▶ **PASSAGE PROVIDED**
>>>
I have not been claiming MY rank was wrong, rather that I would only like to see the system made more fluid - in both directions, up and down. I think 1k is currently about right, although I'd rather be labelled a 2k temporarily or a 1d temporarily than told that I never change.

In any case, the graph Mef made could even support my points: between September to November I only managed a win rate of 40% or worse, yet my graph went UP. I won 57% of my games since March and my line is back where it started, thanks to the recent adjustment. My rank never changes - even in periods when I make the mistake of playing a lot of games while upset or distracted.

I am in favour of a system that demotes you when you are doing badly, and promotes you when you are doing well, instead of using many months worth of data to keep you the same. I`m also very much in favour of not making large adjustments at seemingly random times. It would be easier for us lay people to understand.
<<<
▶ **PROBLEM STATEMENT**
Carry on the forum post about the ranking system, starting after its final sentence.

▶ **RECORD SET**
>>>
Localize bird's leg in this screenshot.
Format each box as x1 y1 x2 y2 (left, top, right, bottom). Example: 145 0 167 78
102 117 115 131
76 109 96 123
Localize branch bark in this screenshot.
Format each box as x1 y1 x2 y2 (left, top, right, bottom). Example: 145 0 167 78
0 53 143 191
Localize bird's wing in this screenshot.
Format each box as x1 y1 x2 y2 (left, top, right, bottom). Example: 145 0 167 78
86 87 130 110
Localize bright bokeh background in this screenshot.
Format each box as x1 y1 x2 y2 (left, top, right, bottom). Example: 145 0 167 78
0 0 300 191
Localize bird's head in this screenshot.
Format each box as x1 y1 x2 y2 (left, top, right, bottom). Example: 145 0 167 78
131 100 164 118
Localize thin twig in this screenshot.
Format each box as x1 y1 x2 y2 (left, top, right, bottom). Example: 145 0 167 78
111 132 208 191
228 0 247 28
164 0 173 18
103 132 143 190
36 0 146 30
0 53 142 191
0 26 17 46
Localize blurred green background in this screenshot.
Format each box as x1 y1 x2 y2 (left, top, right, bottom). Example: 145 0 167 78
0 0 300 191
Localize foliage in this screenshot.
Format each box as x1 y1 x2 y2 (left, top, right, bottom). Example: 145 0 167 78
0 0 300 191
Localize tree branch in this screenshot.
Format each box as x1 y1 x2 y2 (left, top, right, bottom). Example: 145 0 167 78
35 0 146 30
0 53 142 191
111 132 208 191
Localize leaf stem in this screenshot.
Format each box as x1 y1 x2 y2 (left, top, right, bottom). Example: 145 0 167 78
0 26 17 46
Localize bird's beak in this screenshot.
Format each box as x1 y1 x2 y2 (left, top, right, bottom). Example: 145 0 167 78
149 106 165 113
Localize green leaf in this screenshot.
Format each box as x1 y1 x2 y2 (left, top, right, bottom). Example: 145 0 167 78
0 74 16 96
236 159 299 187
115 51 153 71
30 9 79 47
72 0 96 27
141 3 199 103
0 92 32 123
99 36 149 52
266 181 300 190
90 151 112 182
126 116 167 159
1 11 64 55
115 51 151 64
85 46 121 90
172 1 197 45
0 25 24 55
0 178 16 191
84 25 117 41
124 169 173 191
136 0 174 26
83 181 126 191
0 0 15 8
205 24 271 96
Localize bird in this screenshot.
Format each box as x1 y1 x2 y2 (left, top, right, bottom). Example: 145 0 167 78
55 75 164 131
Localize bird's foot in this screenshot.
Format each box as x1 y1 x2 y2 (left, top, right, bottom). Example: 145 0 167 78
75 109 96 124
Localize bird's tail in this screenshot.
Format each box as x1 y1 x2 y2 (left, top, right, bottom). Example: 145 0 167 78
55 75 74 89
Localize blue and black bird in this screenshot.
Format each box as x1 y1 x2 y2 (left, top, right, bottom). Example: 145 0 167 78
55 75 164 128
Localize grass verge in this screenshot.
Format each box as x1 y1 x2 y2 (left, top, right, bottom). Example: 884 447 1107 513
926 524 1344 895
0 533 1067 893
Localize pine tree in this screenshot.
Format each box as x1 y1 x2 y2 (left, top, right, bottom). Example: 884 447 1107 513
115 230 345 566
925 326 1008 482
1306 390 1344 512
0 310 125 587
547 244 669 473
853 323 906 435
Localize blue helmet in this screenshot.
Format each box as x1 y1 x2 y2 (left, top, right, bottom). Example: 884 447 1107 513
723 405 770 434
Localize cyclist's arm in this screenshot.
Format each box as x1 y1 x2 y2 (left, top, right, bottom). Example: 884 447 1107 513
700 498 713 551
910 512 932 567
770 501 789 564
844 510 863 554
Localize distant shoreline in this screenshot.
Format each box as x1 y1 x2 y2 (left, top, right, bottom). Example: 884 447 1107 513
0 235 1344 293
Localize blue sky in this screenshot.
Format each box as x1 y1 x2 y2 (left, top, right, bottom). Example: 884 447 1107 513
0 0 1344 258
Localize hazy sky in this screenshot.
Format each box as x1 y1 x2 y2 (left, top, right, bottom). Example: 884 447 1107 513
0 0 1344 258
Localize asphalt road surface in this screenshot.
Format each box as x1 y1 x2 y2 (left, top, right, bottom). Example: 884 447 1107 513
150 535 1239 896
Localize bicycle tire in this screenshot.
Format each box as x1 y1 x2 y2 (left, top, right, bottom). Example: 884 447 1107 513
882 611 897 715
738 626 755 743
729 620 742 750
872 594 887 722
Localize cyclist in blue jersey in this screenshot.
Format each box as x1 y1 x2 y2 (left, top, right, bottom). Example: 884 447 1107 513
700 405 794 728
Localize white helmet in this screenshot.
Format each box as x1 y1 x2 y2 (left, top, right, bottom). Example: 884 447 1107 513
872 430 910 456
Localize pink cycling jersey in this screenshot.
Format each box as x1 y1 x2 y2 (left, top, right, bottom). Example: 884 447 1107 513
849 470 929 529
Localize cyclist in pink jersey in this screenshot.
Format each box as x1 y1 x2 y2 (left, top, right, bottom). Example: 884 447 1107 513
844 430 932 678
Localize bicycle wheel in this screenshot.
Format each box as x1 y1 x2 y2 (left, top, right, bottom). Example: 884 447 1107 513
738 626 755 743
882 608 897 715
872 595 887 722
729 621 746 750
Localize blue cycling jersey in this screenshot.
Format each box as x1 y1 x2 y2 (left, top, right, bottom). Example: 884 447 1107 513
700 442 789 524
<<<
▶ **ANSWER TO THIS TASK**
I would honestly rather be demoted if I lost the bulk of my games in, say, a one month period, if it meant that I could be promoted as easily for winning the bulk of my games in a similar period. Using a long history only makes it hard to understand why your graph and rating behave as they do. If you ARE improving quickly, then your history only holds you back.

Stability is not such a great thing, anyway: if a player is off-form, then allowing their rank to drop down would give them the chance to get back on-form by having easier opponents to play against. Again, if they were on hot form, then a promotion would give them tougher partners, and result in their form cooling off. That is, a fluid system would absorb temporary changes better than a rigid one, like a martial artist flowing with a punch. In contrast, with KGS`s largely unchanging ranks, you get players winning or losing a lot without promoting or demoting, and even if their win-loss scores even out to 50-50 over a 300-year period, the impression they usually get is that the system is just heavy.

Anyway, just so that it's clear: I have never claimed that my rank, personally speaking, was inaccurate; only that I would like to see a system that was more responsive to form, and assigned ranks in a more fluid way. That does not mean going to the opposite extreme, only that it would desirable to have a system that did not feel quite so like swimming through concrete.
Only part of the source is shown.